◆ **ASSIGNMENT**
In full and without alteration, copy the listing.

....

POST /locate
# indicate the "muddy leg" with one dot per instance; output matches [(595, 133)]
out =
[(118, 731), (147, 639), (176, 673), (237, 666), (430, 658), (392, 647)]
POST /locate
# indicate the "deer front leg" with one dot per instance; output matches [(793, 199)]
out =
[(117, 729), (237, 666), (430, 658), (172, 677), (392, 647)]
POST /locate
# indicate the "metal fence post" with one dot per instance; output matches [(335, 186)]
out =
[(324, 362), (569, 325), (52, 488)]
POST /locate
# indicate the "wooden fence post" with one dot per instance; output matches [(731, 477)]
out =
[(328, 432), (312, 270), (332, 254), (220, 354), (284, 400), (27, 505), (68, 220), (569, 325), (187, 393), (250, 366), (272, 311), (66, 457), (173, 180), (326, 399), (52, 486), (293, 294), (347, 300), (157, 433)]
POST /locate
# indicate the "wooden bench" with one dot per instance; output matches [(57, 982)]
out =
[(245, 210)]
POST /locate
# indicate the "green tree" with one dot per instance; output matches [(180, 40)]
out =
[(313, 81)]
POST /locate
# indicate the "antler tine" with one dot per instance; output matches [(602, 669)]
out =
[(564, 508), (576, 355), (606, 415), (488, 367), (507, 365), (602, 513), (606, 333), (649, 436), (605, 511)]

....

◆ **OUTPUT FOR THIS EXERCISE**
POST /locate
# indicate the "muddy leg" with one dot per instance; output matches [(595, 133)]
out =
[(118, 731), (147, 639), (176, 673), (237, 666), (430, 658), (392, 647)]
POST /locate
# indicate the "deer front leg" with one dot per instance; output matches [(793, 199)]
out =
[(117, 729), (237, 666), (430, 658), (172, 677), (392, 647)]
POST /locate
# indicate the "metal fence post" with one dot per instance; output matches [(335, 186)]
out =
[(324, 362), (569, 325), (52, 488)]
POST /locate
# indicate the "wooden fence post" with one dot per instance; output matches [(731, 477)]
out =
[(328, 432), (312, 270), (332, 254), (220, 354), (284, 400), (27, 505), (68, 220), (569, 325), (187, 393), (250, 366), (272, 311), (66, 457), (173, 180), (326, 399), (52, 486), (293, 294), (347, 300), (157, 433)]
POST /locate
# indicate the "wooden bench" with one dot per instance; output matches [(57, 982)]
out =
[(245, 210)]
POST /locate
# indicate the "green tree" with one dot per instance; output matches [(180, 40)]
out =
[(313, 81)]
POST /locate
# indicate the "antler tine" with one dot per instance; output matches [(602, 669)]
out =
[(564, 508), (576, 355), (606, 415), (488, 367), (507, 365), (602, 513), (606, 333), (649, 436), (605, 511)]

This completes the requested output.